Il n’est pas nécessaire d’être économiste pour prendre clairement conscience que le déséquilibre des finances publiques est probablement apparenté au déséquilibre extérieur, et en particulier à celui correspondant à l’échange des biens et des services. Si les 4 points de PIB du déficit commercial français de 2011 se transformaient en production nationale, il en résulterait davantage de prélèvements sociaux  et fiscaux, et aussi moins de dépenses publiques, orientées vers la gestion du sous emploi et des problèmes qui lui sont attachés. Pour l’année 2011, un équilibre des échanges extérieurs aurait aisément fait entrer la France, sous le seuil réglementaire des 3% de déficit des administrations publiques. Il est donc inutile d’insister sur un fait qui est largement intervenu dans la  récente dégradation de la note de la France.

▶ _OBJECTIF DE L'EXERCICE_:
Traduisez en anglais, s'il vous plaît, cette phrase de l'extrait choisi ci-dessus : « Pour l’année 2011, un équilibre des échanges extérieurs aurait aisément fait entrer la France, sous le seuil réglementaire des 3% de déficit des administrations publiques. »

▶ _DONNÉES EXTRAITES_:
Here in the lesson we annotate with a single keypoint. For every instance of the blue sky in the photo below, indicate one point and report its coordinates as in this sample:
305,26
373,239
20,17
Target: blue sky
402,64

▶ _EXERCICE CORRIGÉ_:
For the year 2011, balanced external trade would easily have brought France below the regulatory threshold of a 3% general government deficit.